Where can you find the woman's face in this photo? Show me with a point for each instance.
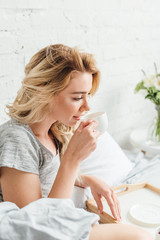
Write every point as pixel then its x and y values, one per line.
pixel 72 103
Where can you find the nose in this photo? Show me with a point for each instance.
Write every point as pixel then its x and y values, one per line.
pixel 85 106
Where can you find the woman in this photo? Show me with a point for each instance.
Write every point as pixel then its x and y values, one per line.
pixel 49 105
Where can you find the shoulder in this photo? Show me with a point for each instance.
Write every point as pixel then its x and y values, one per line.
pixel 18 131
pixel 18 147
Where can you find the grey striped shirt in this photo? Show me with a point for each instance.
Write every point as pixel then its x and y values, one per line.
pixel 20 149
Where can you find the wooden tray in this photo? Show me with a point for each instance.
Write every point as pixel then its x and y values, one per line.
pixel 141 193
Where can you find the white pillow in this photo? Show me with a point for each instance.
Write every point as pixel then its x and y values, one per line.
pixel 107 162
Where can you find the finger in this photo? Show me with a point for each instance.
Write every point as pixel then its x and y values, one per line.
pixel 117 205
pixel 111 204
pixel 81 126
pixel 96 133
pixel 91 124
pixel 99 202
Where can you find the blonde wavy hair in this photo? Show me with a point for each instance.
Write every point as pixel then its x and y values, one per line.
pixel 47 74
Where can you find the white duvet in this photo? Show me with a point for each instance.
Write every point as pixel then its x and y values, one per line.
pixel 55 219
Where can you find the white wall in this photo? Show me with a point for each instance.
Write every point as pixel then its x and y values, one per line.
pixel 124 35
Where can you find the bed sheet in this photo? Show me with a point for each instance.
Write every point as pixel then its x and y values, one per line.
pixel 144 169
pixel 46 218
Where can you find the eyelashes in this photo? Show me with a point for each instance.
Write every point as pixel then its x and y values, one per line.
pixel 79 98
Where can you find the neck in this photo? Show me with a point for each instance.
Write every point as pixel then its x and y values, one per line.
pixel 41 129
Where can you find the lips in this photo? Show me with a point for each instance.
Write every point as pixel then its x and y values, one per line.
pixel 77 117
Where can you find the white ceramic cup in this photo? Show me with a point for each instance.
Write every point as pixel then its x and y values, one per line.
pixel 101 118
pixel 157 233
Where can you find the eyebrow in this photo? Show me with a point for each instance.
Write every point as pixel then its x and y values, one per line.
pixel 79 93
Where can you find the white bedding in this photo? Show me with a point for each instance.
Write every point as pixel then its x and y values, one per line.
pixel 55 219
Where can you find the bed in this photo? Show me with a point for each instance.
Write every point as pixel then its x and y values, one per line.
pixel 109 162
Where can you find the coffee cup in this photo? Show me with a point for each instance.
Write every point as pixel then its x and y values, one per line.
pixel 157 233
pixel 101 118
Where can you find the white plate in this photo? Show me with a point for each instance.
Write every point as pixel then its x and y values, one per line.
pixel 145 214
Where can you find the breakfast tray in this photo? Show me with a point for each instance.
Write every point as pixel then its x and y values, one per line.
pixel 128 195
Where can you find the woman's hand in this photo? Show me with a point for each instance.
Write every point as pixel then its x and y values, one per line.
pixel 84 141
pixel 100 189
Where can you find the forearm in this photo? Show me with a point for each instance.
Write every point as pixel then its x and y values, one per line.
pixel 83 181
pixel 65 180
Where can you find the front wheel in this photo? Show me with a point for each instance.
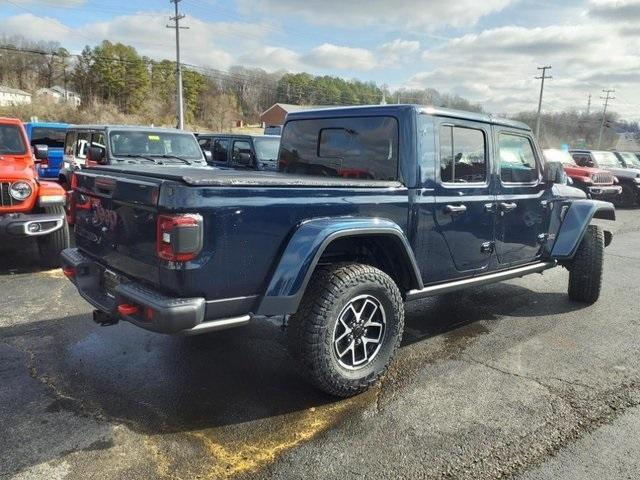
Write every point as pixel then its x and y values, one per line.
pixel 51 245
pixel 347 328
pixel 585 270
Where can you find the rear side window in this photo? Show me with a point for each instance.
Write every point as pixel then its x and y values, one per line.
pixel 220 149
pixel 362 147
pixel 462 155
pixel 517 159
pixel 69 143
pixel 11 141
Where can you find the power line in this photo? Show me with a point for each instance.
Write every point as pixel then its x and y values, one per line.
pixel 542 78
pixel 179 94
pixel 606 99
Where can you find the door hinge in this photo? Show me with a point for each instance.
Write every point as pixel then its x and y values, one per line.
pixel 487 247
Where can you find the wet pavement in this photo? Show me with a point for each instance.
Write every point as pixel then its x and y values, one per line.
pixel 510 379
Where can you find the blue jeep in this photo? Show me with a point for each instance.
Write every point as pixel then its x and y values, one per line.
pixel 371 207
pixel 52 135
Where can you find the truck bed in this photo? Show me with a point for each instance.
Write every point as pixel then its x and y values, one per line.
pixel 199 176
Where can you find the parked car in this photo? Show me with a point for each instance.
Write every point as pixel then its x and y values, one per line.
pixel 86 145
pixel 629 178
pixel 29 207
pixel 455 200
pixel 596 183
pixel 52 135
pixel 252 152
pixel 273 130
pixel 628 159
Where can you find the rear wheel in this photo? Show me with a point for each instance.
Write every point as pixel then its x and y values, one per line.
pixel 51 245
pixel 585 270
pixel 627 198
pixel 347 328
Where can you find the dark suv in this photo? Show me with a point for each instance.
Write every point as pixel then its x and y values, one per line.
pixel 629 178
pixel 252 152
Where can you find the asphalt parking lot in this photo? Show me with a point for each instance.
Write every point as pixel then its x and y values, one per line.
pixel 507 380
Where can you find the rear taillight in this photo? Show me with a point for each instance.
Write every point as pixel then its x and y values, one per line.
pixel 179 237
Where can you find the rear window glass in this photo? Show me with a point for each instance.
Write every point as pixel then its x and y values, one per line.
pixel 362 147
pixel 11 140
pixel 52 137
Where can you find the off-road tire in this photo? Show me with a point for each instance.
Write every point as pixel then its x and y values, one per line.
pixel 627 198
pixel 310 330
pixel 51 245
pixel 585 270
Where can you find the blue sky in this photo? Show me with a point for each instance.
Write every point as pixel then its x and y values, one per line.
pixel 485 50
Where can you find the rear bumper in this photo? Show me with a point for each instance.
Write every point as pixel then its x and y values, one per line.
pixel 29 225
pixel 154 311
pixel 600 192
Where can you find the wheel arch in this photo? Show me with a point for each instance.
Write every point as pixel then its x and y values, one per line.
pixel 575 221
pixel 373 241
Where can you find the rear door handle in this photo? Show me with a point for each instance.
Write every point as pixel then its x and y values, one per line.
pixel 455 209
pixel 508 206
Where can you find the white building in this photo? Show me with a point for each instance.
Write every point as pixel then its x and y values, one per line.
pixel 13 96
pixel 60 95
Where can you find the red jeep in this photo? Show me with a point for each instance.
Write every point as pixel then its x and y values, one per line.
────────────────
◆ **Exercise brief**
Write out every line of the records above word for word, leaving out the pictures.

◆ **Output for this task**
Where can you find the woman's face in this photo? Show me with a point for each instance.
Write every point as pixel then its x and y values, one per line.
pixel 72 103
Where can you find the nose in this photo? Show me with a point for each instance.
Write every point as pixel then its x and y values, one per line.
pixel 85 106
Where can you find the woman in this photo? Show me with a point for each instance.
Write every point as pixel then its x and y values, one per line.
pixel 49 105
Where can you find the shoulder in this photo? Show me with a point for each instance.
Write every point as pixel then its x and y values, one per line.
pixel 18 131
pixel 18 147
Where can you find the grey striped shirt in this photo? Show me with a point for each instance.
Write every point as pixel then its x and y values, one per line.
pixel 20 149
Where can you find the wooden tray in this photo? Show me with a point for each instance.
Write every point as pixel then its x and y values, one per line.
pixel 141 193
Where can you find the white pillow in this photo? Show me with a point for each instance.
Write every point as pixel then its x and y values, one per line.
pixel 107 162
Where can you find the finger in this photo? Show me with a point for each instance.
Write every point as pixel then its x and y values, one per line.
pixel 117 205
pixel 111 204
pixel 81 126
pixel 96 133
pixel 91 124
pixel 99 202
Where can you find the blonde wavy hair in this photo? Show me with a point for each instance.
Write every point as pixel then its x and y values, one per line.
pixel 47 74
Where can you find the white duvet in this photo? Show me with a point for each instance.
Write every point as pixel then its x and y values, one per line.
pixel 55 219
Where can you find the white wall in this photo? Show me with a point for each instance.
Write every point as pixel then its x and y values, one per line.
pixel 124 35
Where can you find the bed sheet in this photo? Show me with a point for each instance.
Write every point as pixel then its x and y values, one per line.
pixel 144 169
pixel 46 218
Where can you find the eyelashes in this photo? Show me with a point for each instance.
Write every point as pixel then its x and y values, one per line.
pixel 79 98
Where can you find the neck in this photo? Show me with a point for each instance.
Write every point as pixel then its x and y values, one per line.
pixel 41 129
Where can you find the lips in this photo? Show me with a point for each instance.
Write every point as pixel then its x and y values, one per line.
pixel 77 117
Where can you find the white ceramic cup in this photo? Show me with a point for each instance.
Write every point as pixel then its x and y values, one per line.
pixel 101 118
pixel 157 233
Where can you find the eyebrow in this photo? Show me with a point for each instance.
Write every point as pixel then its x and y values, one per line.
pixel 79 93
Where can you find the white bedding in this photo? Show me with a point for each instance.
Write every point as pixel then its x and y values, one per line.
pixel 55 219
Where can you find the bed in this photo? Show me with a point for each instance.
Write every point as pixel then its x and y values, one per line.
pixel 109 162
Where can you find the coffee cup in this photo? Show me with a point for each instance.
Write every point as pixel then its x and y values, one per line.
pixel 157 233
pixel 101 118
Where can you find the white plate in this photo? Show me with a point for each instance.
Write every point as pixel then its x and y values, one per line.
pixel 145 214
Where can you find the breakfast tray in this photo? Show me with a point for each instance.
Write every point as pixel then its x and y values, one per line.
pixel 128 195
Where can you find the woman's hand in this photo? Show me with a point for each instance.
Write every point as pixel then its x and y values, one per line.
pixel 84 141
pixel 100 189
Where can you find the forearm in this photo? Show me with a point for each instance.
Write every point as pixel then its x and y values, one per line.
pixel 83 181
pixel 65 180
Where can you find the front wheel in this photo? Show me with a point for each instance.
Write every point as pixel then its x and y values, one per line.
pixel 51 245
pixel 347 328
pixel 585 270
Where can you find the rear side window in this photo? Show me with a point for each instance.
Write every point as pixel then its x and y values, one per line.
pixel 220 149
pixel 362 147
pixel 462 155
pixel 517 159
pixel 69 143
pixel 11 141
Where can you find the power line in this photo? Show me with a point for each instance.
Write every point as pixel then its x and y values, one per line.
pixel 542 78
pixel 179 94
pixel 606 99
Where can you find the door hinge in this photo? Show me with a point for each instance.
Write every point as pixel then its x and y values, one per line.
pixel 487 247
Where can you find the wet pavement in this photo? Show me with a point for each instance.
Write every point as pixel then its x and y values, one per line.
pixel 510 379
Where can you find the blue jeep in this photo? Show me with a point for each instance.
Write every point as pixel then its x and y values, one per line.
pixel 371 207
pixel 52 135
Where can you find the truck bed in this photo? Show me with a point for each instance.
Write every point as pixel then its x and y values, one per line.
pixel 199 176
Where can you find the parked car in this photo? Show me with a point for each instance.
Write every point as pixel then its x and y values, one per line.
pixel 86 145
pixel 629 178
pixel 29 207
pixel 455 200
pixel 596 183
pixel 52 135
pixel 252 152
pixel 273 130
pixel 628 159
Where can you find the rear wheel in this photo? Show me with a point for each instance.
Write every point as pixel then its x and y values, one per line.
pixel 51 245
pixel 585 270
pixel 627 198
pixel 347 328
Where can you find the dark suv in this photo? Show me with a point for each instance.
Write every point as pixel then its x and y values, one per line.
pixel 629 178
pixel 252 152
Where can you find the asphalt parking lot in this photo? Show me with a point for each instance.
Write every point as pixel then its x and y values, one per line.
pixel 507 380
Where can you find the rear taillight in this photo? Show me with a point for each instance.
Write every point as pixel then its x and y values, one per line.
pixel 179 237
Where can you find the rear window glass in this photo? Show me with a point for each instance.
Write every point as pixel then its x and y values, one per line.
pixel 362 147
pixel 11 140
pixel 52 137
Where can you find the off-road tire in this photo? Show me with a point for each instance.
Write every point as pixel then its x and y values, one per line.
pixel 627 198
pixel 310 330
pixel 51 245
pixel 585 270
Where can you find the blue sky in this photo? Show me with a point for each instance.
Write every point as pixel then its x and y values, one per line.
pixel 485 50
Where can you find the rear bumper in this photo? Show me with a point for each instance.
Write every point as pixel then its x and y values, one per line.
pixel 29 225
pixel 154 311
pixel 600 192
Where can you find the wheel arch in this photo? Show me with a point for each instance.
Write every point as pixel then its x and y values, one per line.
pixel 575 221
pixel 373 241
Where can you find the rear door handle in this photo? Show me with a point for each instance.
Write every point as pixel then its x and y values, one per line.
pixel 455 209
pixel 508 206
Where can you find the white building in this photo? Show me with a point for each instance.
Write every point as pixel then its x and y values, one per line.
pixel 13 96
pixel 60 95
Where can you find the red jeep in this photo? Show me with a point for each instance.
Write every point as pixel then its x and y values, one per line.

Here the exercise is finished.